[Recorded data]
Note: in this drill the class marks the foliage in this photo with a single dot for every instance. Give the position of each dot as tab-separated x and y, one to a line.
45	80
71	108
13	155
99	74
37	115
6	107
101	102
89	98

§ **Stated task**
Retype every one of the entries above line for line, without changing a character.

§ **Exercise answer**
Note: in this drill the class marks the foliage in this photo with a single dot for every instance. Give the position of each dot as tab-separated x and y, one to a line.
45	80
71	108
13	155
99	74
37	115
6	107
101	102
89	98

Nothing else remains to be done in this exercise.